Teks yang Diberikan:
--------------------------------------------------

Panggung Pilkada Serentak

Oleh Chaidir

SEPERTI drakor-drama Korea, panggung tahun politik 2024 akan ditutup dengan episode yang ditunggu-tunggu, yakni episode drama Pilkada Serentak 2024. Dua episode sebelumnya, yakni Pemilu Legislatif dan Pilpres di awal tahun menjadi panggung drama yang sarat dengan peran tokoh-tokoh antagonis dan protagonis. Episode penutup ini pun kelihatannya tak akan banyak berubah.

Becermin dari panggung drama pemilu legislatif dan pilpres 2024, para pemain dan sutradara-sutradara drama Pilkada Serentak 2024 ini kelihatannya semakin piawai mengolah panggung drama apalagi sebagian besar tokoh pemerannya masih yang itu-itu juga, alur cerita pun masih yang itu-itu juga. Pemain yang licik dan wasit yang tidak netral masih yang itu-itu juga. Jangan lupa, penonton dan penggembiranya pun masih yang itu-itu juga. Rentang waktu sembilan bulan antara dua episode di awal dan di ahkir tahun, terlalu singkat untuk mengubah perilaku sosial masyarakatnya.

Begitulah perilaku kehidupan. Lirik lagu lawas grup band God Bless “Dunia Ini Panggung Sandiwara”, yang populer lebih dari lima puluh tahun silam, yang dinyanyikan juga oleh rocker Nicky Astria, agaknya tepat memberi gambaran perilaku sosial kehidupan masyarakat kita di tahun politik 2024 ini. “….Setiap kita dapat satu peranan; yang harus kita mainkan; ada peran wajar ada peran berpura-pura; mengapa kita bersandiwara…..”

Bila pertanyaan Ahmad Albar penyanyi God Bless itu kita bawa ke ranah sosiologi kehidupan nyata, “mengapa kita bersandiwara”, maka jawabannya lebih kurang, karena kita ingin membangun citra, branding diri, harus membentuk opini, untuk menutupi wajah aslinya, agar persepsi orang lain tentang diri kita sesuai dengan yang kita kehendaki. Orang baik, dermawan, agamis, nasionalis, humoris, adalah perspesi milik orang lain tentang diri kita. Kalau wajah aslinya tidak demikian, maka untuk mendapatkan persepsi itu, seseorang harus berpura-pura; pura-pura baik, pura-pura patuh hukum, pura-pura ta’at, pura-pura netral, dan seterusnya.

Sosiolog terkemuka Amerika yang lahir di Canada, Erving Goffman dalam bukunya “Presentation of Self in Everyday Life” (1959) mengemukakan teori tentang perilaku sosial masyarakat, yang terkenal sebagai teori dramaturgi.  Dalam teori dramaturgi Goffman, hidup adalah sandiwara kehidupan yang dimainkan  oleh manusia. Hidup itu seperti teater, ada interaksi sosial yang berlangsung di atas panggung dengan menampilkan peran para aktor. Situasi dramatik dalam dunia nyata dalam kehidupan sehari-hari, seolah-olah terjadi di atas panggung.

--------------------------------------------------

Data Sumber:
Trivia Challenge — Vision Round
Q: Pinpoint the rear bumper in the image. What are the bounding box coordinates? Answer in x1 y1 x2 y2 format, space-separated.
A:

--------------------------------------------------

Tugas Anda:
1. Ketik ulang sebagian teks tentang Pilkada Serentak tanpa mengubah apa pun: mulai dari bagian yang memuat "SEPERTI drakor-drama Korea, panggung", lalu berhenti setelah "akan banyak berubah.".
2. Dalam teks tentang Pilkada Serentak, apa nama teori perilaku sosial yang dikemukakan Erving Goffman dalam bukunya?
Baris-baris data tidak dipakai sama sekali di sini.

Jawaban Tiap Tugas:
1.
SEPERTI drakor-drama Korea, panggung tahun politik 2024 akan ditutup dengan episode yang ditunggu-tunggu, yakni episode drama Pilkada Serentak 2024. Dua episode sebelumnya, yakni Pemilu Legislatif dan Pilpres di awal tahun menjadi panggung drama yang sarat dengan peran tokoh-tokoh antagonis dan protagonis. Episode penutup ini pun kelihatannya tak akan banyak berubah.

2. Teori dramaturgi.